◆ Your instructions
Print the data in full, exactly as it reads.
=-=-=
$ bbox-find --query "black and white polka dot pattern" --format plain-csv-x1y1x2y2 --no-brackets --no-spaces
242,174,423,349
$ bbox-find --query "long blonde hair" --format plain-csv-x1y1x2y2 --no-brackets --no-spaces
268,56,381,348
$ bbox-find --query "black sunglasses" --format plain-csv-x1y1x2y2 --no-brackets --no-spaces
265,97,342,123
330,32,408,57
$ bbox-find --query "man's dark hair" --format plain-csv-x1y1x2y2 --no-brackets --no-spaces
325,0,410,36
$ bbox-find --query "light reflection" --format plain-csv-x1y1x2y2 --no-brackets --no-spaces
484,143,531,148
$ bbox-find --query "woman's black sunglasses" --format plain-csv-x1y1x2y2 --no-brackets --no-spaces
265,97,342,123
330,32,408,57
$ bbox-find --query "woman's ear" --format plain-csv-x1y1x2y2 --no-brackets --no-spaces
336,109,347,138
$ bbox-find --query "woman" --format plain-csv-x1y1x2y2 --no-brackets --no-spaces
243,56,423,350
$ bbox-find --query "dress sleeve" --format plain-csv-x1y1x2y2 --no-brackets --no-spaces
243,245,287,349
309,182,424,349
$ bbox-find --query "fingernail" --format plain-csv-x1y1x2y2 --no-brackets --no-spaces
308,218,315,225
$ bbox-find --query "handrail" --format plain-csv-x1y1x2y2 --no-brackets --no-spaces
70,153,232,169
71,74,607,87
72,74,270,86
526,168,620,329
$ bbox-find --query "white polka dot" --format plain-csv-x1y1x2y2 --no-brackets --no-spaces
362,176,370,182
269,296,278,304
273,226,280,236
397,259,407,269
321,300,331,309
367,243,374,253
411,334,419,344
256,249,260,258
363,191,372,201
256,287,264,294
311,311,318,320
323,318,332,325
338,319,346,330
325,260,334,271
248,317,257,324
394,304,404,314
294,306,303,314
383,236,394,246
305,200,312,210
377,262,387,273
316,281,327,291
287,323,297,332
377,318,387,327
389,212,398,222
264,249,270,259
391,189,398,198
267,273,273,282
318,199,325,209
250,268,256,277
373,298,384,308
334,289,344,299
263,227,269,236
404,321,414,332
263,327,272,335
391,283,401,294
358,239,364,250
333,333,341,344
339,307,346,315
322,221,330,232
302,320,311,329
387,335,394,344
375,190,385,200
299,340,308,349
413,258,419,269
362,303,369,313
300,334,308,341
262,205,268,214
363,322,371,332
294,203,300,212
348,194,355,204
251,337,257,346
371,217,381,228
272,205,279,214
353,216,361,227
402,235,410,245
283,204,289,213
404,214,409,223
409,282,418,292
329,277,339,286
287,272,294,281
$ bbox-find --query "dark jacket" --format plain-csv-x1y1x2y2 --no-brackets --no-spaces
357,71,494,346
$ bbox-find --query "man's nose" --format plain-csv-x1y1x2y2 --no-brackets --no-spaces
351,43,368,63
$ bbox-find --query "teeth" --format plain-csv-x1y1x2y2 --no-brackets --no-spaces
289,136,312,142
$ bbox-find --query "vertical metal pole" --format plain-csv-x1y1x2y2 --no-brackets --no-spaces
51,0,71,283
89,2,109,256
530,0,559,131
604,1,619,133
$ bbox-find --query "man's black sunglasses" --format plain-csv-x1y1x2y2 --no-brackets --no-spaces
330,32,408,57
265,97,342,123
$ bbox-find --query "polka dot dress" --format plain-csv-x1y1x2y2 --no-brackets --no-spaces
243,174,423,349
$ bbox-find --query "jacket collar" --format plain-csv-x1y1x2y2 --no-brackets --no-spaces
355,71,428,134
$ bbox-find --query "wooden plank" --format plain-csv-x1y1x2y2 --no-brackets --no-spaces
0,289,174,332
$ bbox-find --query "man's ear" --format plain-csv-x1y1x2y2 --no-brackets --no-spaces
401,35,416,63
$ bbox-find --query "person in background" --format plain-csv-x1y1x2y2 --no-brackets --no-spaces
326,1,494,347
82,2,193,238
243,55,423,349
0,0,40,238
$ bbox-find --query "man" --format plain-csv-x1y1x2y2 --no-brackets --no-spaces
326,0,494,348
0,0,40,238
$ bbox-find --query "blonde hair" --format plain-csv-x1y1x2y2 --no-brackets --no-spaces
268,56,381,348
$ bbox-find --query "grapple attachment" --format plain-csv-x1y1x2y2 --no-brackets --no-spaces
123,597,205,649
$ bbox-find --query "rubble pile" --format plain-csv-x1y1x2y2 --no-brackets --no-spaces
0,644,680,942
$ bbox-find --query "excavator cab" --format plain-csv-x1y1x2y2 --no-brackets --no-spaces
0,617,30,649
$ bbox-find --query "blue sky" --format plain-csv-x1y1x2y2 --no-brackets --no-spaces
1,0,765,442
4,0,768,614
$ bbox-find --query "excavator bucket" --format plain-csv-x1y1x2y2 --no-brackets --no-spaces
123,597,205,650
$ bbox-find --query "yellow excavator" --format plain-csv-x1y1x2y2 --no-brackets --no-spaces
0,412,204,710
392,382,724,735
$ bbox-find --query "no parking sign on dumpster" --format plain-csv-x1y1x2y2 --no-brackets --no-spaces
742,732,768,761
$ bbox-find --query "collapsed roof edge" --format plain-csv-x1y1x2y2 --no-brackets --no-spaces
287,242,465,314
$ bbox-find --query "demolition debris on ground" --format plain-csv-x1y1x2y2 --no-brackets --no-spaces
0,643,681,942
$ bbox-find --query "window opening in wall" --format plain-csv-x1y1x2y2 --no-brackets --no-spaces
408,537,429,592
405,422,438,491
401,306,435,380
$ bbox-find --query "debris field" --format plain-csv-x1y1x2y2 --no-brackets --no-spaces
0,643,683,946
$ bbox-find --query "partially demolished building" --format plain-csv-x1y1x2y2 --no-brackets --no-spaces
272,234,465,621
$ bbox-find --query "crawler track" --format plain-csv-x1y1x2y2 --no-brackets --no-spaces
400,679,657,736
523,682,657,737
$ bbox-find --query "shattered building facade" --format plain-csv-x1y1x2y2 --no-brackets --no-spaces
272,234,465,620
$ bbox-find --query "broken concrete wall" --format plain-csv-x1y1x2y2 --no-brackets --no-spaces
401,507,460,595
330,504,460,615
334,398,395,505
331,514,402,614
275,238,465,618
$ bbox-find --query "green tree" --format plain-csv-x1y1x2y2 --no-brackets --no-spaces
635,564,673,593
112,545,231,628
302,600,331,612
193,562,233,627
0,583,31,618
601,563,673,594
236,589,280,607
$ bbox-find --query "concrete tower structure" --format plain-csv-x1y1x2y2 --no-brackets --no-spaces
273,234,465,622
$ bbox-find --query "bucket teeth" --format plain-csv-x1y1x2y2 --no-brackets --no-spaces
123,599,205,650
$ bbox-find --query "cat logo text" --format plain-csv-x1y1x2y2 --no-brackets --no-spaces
=-=-=
◆ Solution to this task
$ bbox-find --query "black and white polka dot pattern" --format plain-csv-x1y1x2y2 --no-brackets --no-spaces
242,174,423,349
$ bbox-find --query "long blonde hair" --format plain-csv-x1y1x2y2 --no-brackets --no-spaces
268,56,381,348
$ bbox-find --query "black sunglasses" --format plain-csv-x1y1x2y2 --no-brackets --no-spaces
265,97,342,123
330,32,408,57
$ bbox-find --query "man's dark hair" --format plain-csv-x1y1x2y2 --no-brackets --no-spaces
325,0,410,36
$ bbox-find --query "light reflection" --format plain-csv-x1y1x2y2 --no-brackets --no-spaces
484,143,531,148
$ bbox-find --query "woman's black sunglasses" --format plain-csv-x1y1x2y2 --no-brackets --no-spaces
265,97,342,123
330,32,408,57
$ bbox-find --query "woman's ear" --format plain-csv-x1y1x2y2 --no-brackets --no-spaces
336,109,347,138
$ bbox-find --query "woman" --format plain-csv-x1y1x2y2 --no-brackets --no-spaces
243,56,423,350
$ bbox-find --query "dress sleeve" --format plain-csv-x1y1x2y2 --no-brackets --no-spaces
243,245,287,349
309,182,424,349
$ bbox-find --query "fingernail" --format plain-csv-x1y1x2y2 --no-brackets --no-spaces
308,218,315,225
$ bbox-find --query "handrail" --format plain-csv-x1y1x2y2 --no-brackets --no-spaces
70,153,232,169
71,74,607,87
72,74,270,86
526,168,620,329
$ bbox-find --query "white polka dot" --format plain-csv-x1y1x2y2 --no-brackets --no-spaces
362,176,370,182
269,296,278,304
273,226,280,236
397,259,407,269
321,300,331,309
367,243,374,253
411,334,419,344
256,249,260,258
363,191,372,201
256,287,264,294
311,311,318,320
323,318,332,325
338,319,346,330
325,260,334,271
248,317,257,324
394,304,404,314
294,306,303,314
383,236,394,246
305,200,312,210
377,262,387,273
316,281,327,291
287,323,297,332
377,318,387,327
389,212,398,222
264,249,270,259
391,189,398,198
267,273,273,282
318,199,325,209
250,268,256,277
373,298,384,308
334,289,344,299
263,227,269,236
404,321,414,332
263,327,272,335
391,283,401,294
358,239,364,250
333,333,341,344
339,307,346,315
322,221,330,232
302,320,311,329
387,335,394,344
375,190,385,200
299,340,308,349
413,258,419,269
362,303,369,313
300,334,308,341
262,205,268,214
363,322,371,332
294,203,300,212
348,194,355,204
251,337,257,346
371,217,381,228
272,205,279,214
353,216,361,227
402,235,410,245
283,204,289,213
404,214,409,223
409,282,418,292
329,277,339,286
287,272,294,281
$ bbox-find --query "dark jacket" --format plain-csv-x1y1x2y2 --no-brackets --no-spaces
357,71,494,346
$ bbox-find --query "man's nose" --format plain-csv-x1y1x2y2 --no-brackets --no-spaces
351,43,368,63
$ bbox-find --query "teeth" --format plain-csv-x1y1x2y2 --no-brackets --no-spaces
289,136,312,142
$ bbox-find --query "vertical metal pole" --format plain-csv-x1y1x2y2 --no-brackets --no-spaces
51,0,71,283
89,2,109,256
530,0,559,131
604,1,619,133
$ bbox-find --query "man's black sunglasses" --format plain-csv-x1y1x2y2 --no-brackets --no-spaces
330,32,408,57
265,97,342,123
$ bbox-find --query "polka dot dress" --format plain-csv-x1y1x2y2 --no-brackets --no-spaces
243,174,423,349
$ bbox-find --query "jacket collar" --format plain-csv-x1y1x2y2 --no-brackets --no-spaces
355,71,428,134
$ bbox-find --query "wooden plank" --format plain-csv-x1y1x2y2 --no-brackets --no-spaces
0,289,174,332
$ bbox-find --query "man's ear" --format plain-csv-x1y1x2y2 --no-brackets --no-spaces
401,35,416,63
$ bbox-find --query "person in background" --format plain-csv-x1y1x2y2 --no-brackets --no-spaces
326,1,494,347
82,2,193,238
243,55,423,349
0,0,40,238
$ bbox-find --query "man" --format plain-csv-x1y1x2y2 --no-brackets --no-spaces
326,0,494,348
0,0,40,238
$ bbox-find --query "blonde hair" --format plain-csv-x1y1x2y2 --no-brackets --no-spaces
268,56,381,348
$ bbox-find --query "grapple attachment" --format plain-csv-x1y1x2y2 --no-brackets --no-spaces
123,597,205,649
$ bbox-find --query "rubble pile" --format plain-csv-x1y1x2y2 --no-brackets --no-spaces
0,644,680,942
$ bbox-find --query "excavator cab" --format plain-csv-x1y1x2y2 --no-brackets --no-spaces
0,617,30,649
$ bbox-find --query "blue sky" --format plain-csv-x1y1x2y2 --no-brackets --no-spaces
1,0,765,442
4,0,768,614
$ bbox-find --query "excavator bucket" --format plain-csv-x1y1x2y2 --no-brackets --no-spaces
123,597,205,650
$ bbox-find --query "yellow excavator" --format plain-csv-x1y1x2y2 --no-brackets --no-spaces
0,412,204,710
392,382,724,735
$ bbox-find --query "no parking sign on dumpster" --format plain-csv-x1y1x2y2 --no-brackets --no-spaces
742,732,768,761
$ bbox-find --query "collapsed roof edge" --format plain-csv-x1y1x2y2 --no-brackets --no-spaces
287,242,465,314
$ bbox-find --query "demolition debris on ground" --format plain-csv-x1y1x2y2 --no-brackets --no-spaces
0,643,681,942
$ bbox-find --query "window opening in wall" --format plain-csv-x1y1x2y2 --no-brackets --no-spaces
408,537,429,592
405,422,438,491
401,306,435,380
$ bbox-find --query "debris field" --format plain-csv-x1y1x2y2 --no-brackets --no-spaces
0,643,683,946
$ bbox-find --query "partially demolished building" --format plain-csv-x1y1x2y2 --no-brackets --no-spaces
272,234,465,621
$ bbox-find --query "crawler track" --format plain-csv-x1y1x2y2 --no-brackets --no-spaces
400,679,657,736
523,682,657,737
$ bbox-find --query "shattered building facade" --format plain-csv-x1y1x2y2 --no-brackets --no-spaces
272,234,465,620
$ bbox-find --query "broken concrete wall" --format plain-csv-x1y1x2y2 --no-brackets --no-spaces
401,507,460,595
330,504,460,615
334,398,395,505
331,514,402,614
275,238,465,618
$ bbox-find --query "green tree" --format plain-csv-x1y1x2y2 --no-brackets --no-spaces
635,564,673,593
112,545,231,628
302,600,331,612
193,562,233,627
0,583,31,618
601,563,673,594
236,589,280,607
$ bbox-find --query "concrete tower structure" --format plain-csv-x1y1x2y2 --no-brackets --no-spaces
273,234,465,622
$ bbox-find --query "bucket teeth" --format plain-csv-x1y1x2y2 --no-brackets --no-spaces
123,599,205,650
$ bbox-find --query "cat logo text" --format plain-csv-x1y1x2y2 --no-brackets --no-spaces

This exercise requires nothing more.